§ **The task**:
Every record that follows is to be copied exactly, with the pictures omitted.

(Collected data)
————————
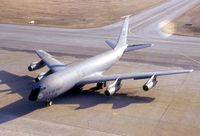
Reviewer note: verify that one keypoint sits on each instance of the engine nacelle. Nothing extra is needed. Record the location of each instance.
(36, 65)
(113, 88)
(150, 83)
(40, 76)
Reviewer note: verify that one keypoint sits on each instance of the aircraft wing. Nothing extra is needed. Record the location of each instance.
(135, 76)
(50, 61)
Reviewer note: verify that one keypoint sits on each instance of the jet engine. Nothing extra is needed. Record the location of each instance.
(36, 65)
(150, 83)
(42, 75)
(113, 88)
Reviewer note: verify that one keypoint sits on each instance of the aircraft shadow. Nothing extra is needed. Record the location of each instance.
(22, 86)
(92, 97)
(86, 98)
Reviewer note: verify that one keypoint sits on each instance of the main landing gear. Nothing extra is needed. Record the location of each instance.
(100, 85)
(48, 103)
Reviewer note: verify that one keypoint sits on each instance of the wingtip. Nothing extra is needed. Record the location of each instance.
(126, 16)
(152, 45)
(191, 70)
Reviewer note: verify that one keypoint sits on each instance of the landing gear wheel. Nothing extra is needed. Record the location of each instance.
(99, 85)
(49, 103)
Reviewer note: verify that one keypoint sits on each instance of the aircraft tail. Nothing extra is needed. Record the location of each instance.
(122, 41)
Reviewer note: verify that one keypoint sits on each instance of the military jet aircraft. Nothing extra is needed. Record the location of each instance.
(61, 78)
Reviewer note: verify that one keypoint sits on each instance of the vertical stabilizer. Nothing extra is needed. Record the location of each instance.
(122, 41)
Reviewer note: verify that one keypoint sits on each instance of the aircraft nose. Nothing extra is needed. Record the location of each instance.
(34, 94)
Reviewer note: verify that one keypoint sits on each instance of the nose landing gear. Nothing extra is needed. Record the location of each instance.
(48, 103)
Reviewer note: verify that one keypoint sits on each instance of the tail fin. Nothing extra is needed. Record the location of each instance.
(122, 41)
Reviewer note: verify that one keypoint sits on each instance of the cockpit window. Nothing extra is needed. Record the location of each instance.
(42, 88)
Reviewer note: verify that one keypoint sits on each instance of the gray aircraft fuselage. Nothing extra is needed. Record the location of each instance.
(62, 81)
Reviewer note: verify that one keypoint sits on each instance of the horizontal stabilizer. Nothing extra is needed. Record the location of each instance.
(137, 47)
(111, 44)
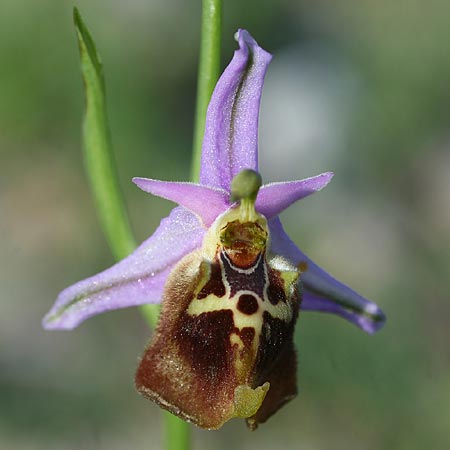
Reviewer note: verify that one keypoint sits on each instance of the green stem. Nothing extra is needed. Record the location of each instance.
(101, 167)
(177, 433)
(208, 73)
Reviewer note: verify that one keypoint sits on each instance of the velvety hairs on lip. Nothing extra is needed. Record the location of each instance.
(230, 280)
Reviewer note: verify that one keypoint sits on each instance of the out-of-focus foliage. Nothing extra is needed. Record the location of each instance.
(360, 88)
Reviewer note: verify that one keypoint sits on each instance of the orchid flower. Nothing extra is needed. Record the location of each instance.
(229, 278)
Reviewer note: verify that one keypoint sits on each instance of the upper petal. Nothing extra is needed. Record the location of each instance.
(274, 198)
(205, 201)
(324, 293)
(135, 280)
(230, 143)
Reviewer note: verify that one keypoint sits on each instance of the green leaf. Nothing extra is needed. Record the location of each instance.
(99, 159)
(98, 155)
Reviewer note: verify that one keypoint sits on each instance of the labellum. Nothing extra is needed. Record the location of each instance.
(223, 347)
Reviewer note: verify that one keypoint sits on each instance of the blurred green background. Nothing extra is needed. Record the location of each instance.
(361, 88)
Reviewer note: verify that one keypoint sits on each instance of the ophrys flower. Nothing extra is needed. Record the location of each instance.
(230, 279)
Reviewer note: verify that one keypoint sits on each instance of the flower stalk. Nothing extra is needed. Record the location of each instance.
(208, 73)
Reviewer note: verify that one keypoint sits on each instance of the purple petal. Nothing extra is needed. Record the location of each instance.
(274, 198)
(205, 201)
(324, 293)
(230, 143)
(135, 280)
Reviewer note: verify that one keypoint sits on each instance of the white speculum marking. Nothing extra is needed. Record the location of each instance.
(282, 310)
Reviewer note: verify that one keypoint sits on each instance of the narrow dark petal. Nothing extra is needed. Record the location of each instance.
(274, 198)
(136, 280)
(206, 202)
(322, 292)
(230, 143)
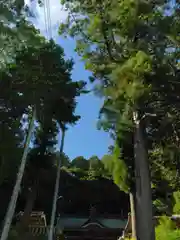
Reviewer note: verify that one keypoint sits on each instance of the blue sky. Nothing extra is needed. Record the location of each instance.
(83, 139)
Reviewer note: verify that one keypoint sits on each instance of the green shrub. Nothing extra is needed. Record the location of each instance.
(166, 230)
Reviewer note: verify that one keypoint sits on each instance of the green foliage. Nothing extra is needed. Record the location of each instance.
————————
§ **Exercise result**:
Reviewer note: verify that one keypoint sits on each instance of the engine nacelle. Nothing extra is needed. Record the location of each instance.
(36, 65)
(113, 88)
(150, 83)
(40, 76)
Reviewer note: verify that one keypoint sits on each instance of the aircraft wing. Nothing extra is needed. Record the location of each instance.
(135, 76)
(50, 61)
Reviewer note: verify that one keypoint sits on each instance of the jet engine. Nothing extra is needed. Record the location of each instance.
(36, 65)
(150, 83)
(42, 75)
(113, 88)
Reviewer note: verify that one keypoint sits on each instance of the aircraft shadow. Nothing extra is needed. Record the location of each instance.
(22, 86)
(92, 97)
(86, 98)
Reviewer note: verify that one keypoint sits on each instance of the main landing gear. Nothing extra is needed. Record the location of each instance.
(100, 85)
(48, 103)
Reviewer note: verify that one keypoint sits on each instance of the wingtip. Nothing extra is needed. Record the location of each instance.
(126, 16)
(152, 45)
(191, 70)
Reviewer note: verify that one keypoint sits on each instance of the landing gear wheel. Nothing extra is needed. Record the location of each instance.
(99, 85)
(49, 103)
Reviewer note: verify that one keypoint sits on each instance of the aircraft tail. Nothing extra is needed. Record the location of each instance.
(122, 41)
Reviewer note: verify that one keypoint sits on each instance of the military jet aircraft. Nothing extra is needed. Record the location of each instance.
(61, 78)
Reviewer note: verify that one keypoint sits on each instance of the vertical stabilizer. Nothing extra is needed. Record the location of each instance.
(122, 41)
Reviewer note: verify that one keypoint sits on each instance of the aircraft nose. Nothing extra is needed. Record the location of each instance.
(34, 94)
Reviewer note: verify that one keypoint sits on each instance of the nose landing gear. Nothing extra is needed. Record the location of each instance.
(48, 103)
Reviewer note: verify that one keypoint sits on each instance of the tail fin. Nothing extra is needed. Record the location of each instance.
(122, 41)
Reviewer note: verify that one keypoint sits on each instance of the cockpit window. Nothing extra is needed. Record the location of each instance.
(42, 88)
Reviewer note: verify that one keypoint sits on each instance of the gray aircraft fuselage. Nothing extra is needed. Record the location of each instance.
(62, 81)
Reviewer note: verify that one keypoint sits on each instance of the horizontal stabilizer. Nothing extra is needed. Record the location of each instance.
(137, 47)
(111, 44)
Reviewer note: verify that one keypoint sits on each instance of the green stem. Nothing extra is needed. Record the location of each instance.
(101, 167)
(177, 433)
(208, 73)
Reviewer note: verify that one keypoint sits on each instance of the velvety hairs on lip. Nothing extra is needed. Record the location of each instance.
(230, 280)
Reviewer note: verify that one keypoint sits on each instance of the out-of-focus foliage. Nothing extra is needed. Record the location of each instance.
(360, 88)
Reviewer note: verify that one keypoint sits on each instance of the orchid flower. Nothing extra is needed. Record the location of each instance.
(229, 278)
Reviewer note: verify that one keypoint sits on each instance of the upper petal. Nothing extra is needed. Record the location of each instance.
(274, 198)
(205, 201)
(324, 293)
(135, 280)
(230, 143)
Reviewer note: verify that one keypoint sits on each instance of the green leaf. Nothing extra is needed. Record the location of each instance.
(99, 159)
(98, 155)
Reviewer note: verify that one keypoint sits on each instance of the labellum. Nothing extra is needed. Record the location of each instance.
(223, 347)
Reviewer note: verify that one keypoint sits on each instance of the blurred green background. Nothing extra is needed. Record the location of each instance.
(361, 88)
Reviewer note: verify that one keypoint sits on each instance of the ophrys flower. Nothing extra is needed. Record the location of each instance.
(230, 279)
Reviewer note: verify that one keypoint sits on each instance of the flower stalk. Nothing extra is needed. Record the location of each instance.
(208, 73)
Reviewer note: verify that one keypoint sits on each instance of the purple petal. Nothing extra is needed. Record the location of each instance.
(274, 198)
(205, 201)
(324, 293)
(230, 143)
(135, 280)
Reviewer note: verify that one keypoint sits on each instance of the white speculum marking. Nothing extra is needed. Record the location of each instance.
(282, 310)
Reviewer note: verify that one keypoint sits on each instance of the narrow dark petal. Nothing extra is needed. Record the location of each instance.
(274, 198)
(136, 280)
(206, 202)
(322, 292)
(230, 143)
Reviewer note: verify that one keypoint sits on each instance of the blue sky. Nothing extra is needed. Record the location of each instance.
(83, 139)
Reviewer note: verify that one keypoint sits on each instance of the green shrub. Nothing extra is needed. Record the location of each instance.
(166, 230)
Reviewer note: verify that one keypoint sits on each instance of the green foliage. Nothing extra is needed. Record the location of each instance.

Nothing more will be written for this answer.